DOCUMENT →
··········

Two op-ed pieces on CommonDreams this morning are noting the outrageous double standard in the media, and in everyday people’s mind-set, that Rev Jeremiah Wright (and by proxy Barack Obama) is being held up to much harsher scrutiny for controversial statements he’s made from the pulpit than white preachers who have made even more outrageous statements.

First, Frank Rich with The All-White Elephant in the Room

BORED by those endless replays of the Rev. Jeremiah Wright? If so, go directly to YouTube, search for “John Hagee Roman Church Hitler,” and be recharged by a fresh jolt of clerical jive.

What you’ll find is a white televangelist, the Rev. John Hagee, lecturing in front of an enormous diorama. Wielding a pointer, he pokes at the image of a woman with Pamela Anderson-sized breasts, her hand raising a golden chalice. The woman is “the Great Whore,” Mr. Hagee explains, and she is drinking “the blood of the Jewish people.” That’s because the Great Whore represents “the Roman Church,” which, in his view, has thirsted for Jewish blood throughout history, from the Crusades to the Holocaust.

··········

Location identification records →
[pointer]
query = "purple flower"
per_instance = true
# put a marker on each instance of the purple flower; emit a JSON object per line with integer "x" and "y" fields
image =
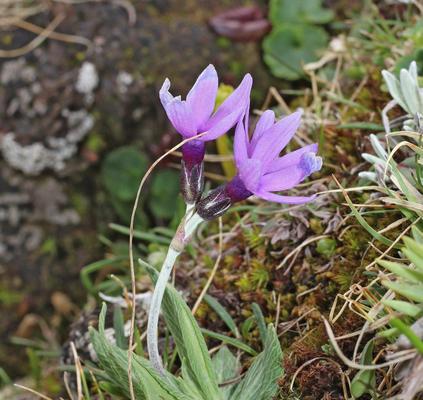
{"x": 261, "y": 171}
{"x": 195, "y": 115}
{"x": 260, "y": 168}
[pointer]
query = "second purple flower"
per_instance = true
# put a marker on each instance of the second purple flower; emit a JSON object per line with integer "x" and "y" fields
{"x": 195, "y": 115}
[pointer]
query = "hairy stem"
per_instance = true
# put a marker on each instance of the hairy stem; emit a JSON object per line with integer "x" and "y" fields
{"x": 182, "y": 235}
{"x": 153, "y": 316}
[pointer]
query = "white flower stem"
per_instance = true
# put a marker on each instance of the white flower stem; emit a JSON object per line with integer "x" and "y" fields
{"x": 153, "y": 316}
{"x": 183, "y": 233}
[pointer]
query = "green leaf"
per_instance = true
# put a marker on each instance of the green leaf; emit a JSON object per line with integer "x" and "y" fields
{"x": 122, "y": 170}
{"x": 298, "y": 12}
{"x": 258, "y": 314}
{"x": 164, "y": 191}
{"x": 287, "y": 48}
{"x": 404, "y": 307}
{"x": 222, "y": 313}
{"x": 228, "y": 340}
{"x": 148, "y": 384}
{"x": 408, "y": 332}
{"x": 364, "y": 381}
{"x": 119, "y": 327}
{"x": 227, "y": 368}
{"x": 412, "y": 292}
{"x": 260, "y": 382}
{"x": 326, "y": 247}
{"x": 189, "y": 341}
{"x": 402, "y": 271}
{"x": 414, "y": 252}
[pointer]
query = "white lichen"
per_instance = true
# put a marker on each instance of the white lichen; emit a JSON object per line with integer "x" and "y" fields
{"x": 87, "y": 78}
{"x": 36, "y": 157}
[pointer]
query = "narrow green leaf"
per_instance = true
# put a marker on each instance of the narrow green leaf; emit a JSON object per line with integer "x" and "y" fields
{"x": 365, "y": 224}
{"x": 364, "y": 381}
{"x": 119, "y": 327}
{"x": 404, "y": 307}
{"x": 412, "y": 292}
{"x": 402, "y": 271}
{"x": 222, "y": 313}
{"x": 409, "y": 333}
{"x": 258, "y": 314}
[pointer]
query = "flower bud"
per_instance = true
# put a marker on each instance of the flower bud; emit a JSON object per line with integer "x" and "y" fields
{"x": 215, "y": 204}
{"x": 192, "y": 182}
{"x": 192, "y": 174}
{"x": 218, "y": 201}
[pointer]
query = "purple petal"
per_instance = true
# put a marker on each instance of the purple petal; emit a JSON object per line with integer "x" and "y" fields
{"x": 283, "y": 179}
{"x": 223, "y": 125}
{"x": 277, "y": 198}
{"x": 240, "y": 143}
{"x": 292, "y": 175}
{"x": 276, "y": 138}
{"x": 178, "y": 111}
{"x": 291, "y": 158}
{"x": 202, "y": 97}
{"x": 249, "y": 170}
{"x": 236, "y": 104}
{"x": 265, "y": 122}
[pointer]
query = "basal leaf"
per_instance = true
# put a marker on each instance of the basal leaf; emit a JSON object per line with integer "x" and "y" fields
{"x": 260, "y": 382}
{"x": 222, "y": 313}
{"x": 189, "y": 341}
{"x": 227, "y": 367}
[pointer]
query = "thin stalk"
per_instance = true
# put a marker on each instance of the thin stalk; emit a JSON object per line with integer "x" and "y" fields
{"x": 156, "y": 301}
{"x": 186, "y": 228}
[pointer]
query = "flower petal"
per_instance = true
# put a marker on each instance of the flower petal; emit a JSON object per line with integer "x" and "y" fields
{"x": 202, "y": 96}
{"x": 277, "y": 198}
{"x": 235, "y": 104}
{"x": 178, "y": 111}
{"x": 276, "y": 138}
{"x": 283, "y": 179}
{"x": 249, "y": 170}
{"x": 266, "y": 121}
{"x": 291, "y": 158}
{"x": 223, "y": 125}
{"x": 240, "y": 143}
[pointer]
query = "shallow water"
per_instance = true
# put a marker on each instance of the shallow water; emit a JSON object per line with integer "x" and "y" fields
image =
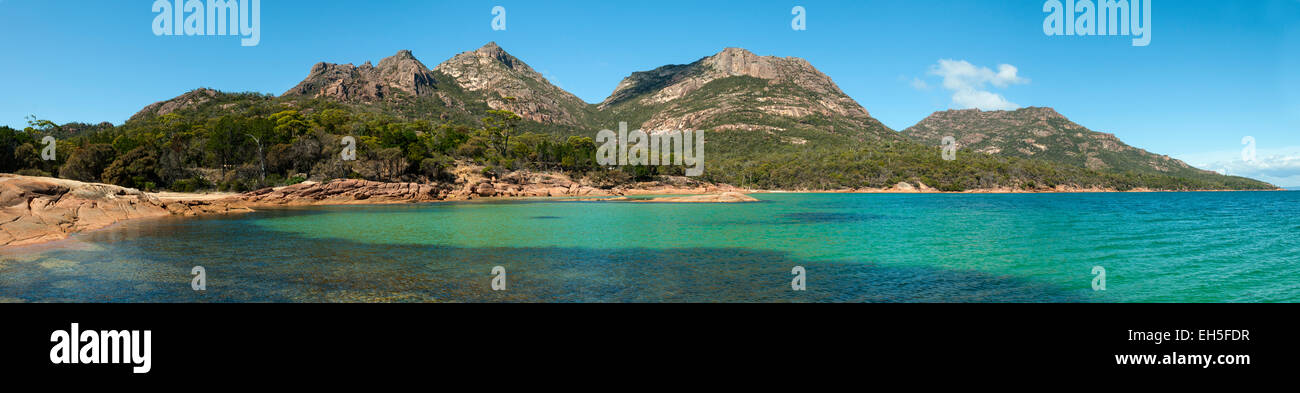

··········

WHAT THE TASK REQUIRES →
Please answer these questions from the excerpt on media double standards toward preachers:
(a) On which website did the two op-ed pieces appear?
(b) What is the title of Frank Rich's piece?
(c) According to Mr. Hagee, what does the Great Whore represent?
The records were taken from a separate source.

SOLUTION →
(a) CommonDreams
(b) The All-White Elephant in the Room
(c) The Roman Church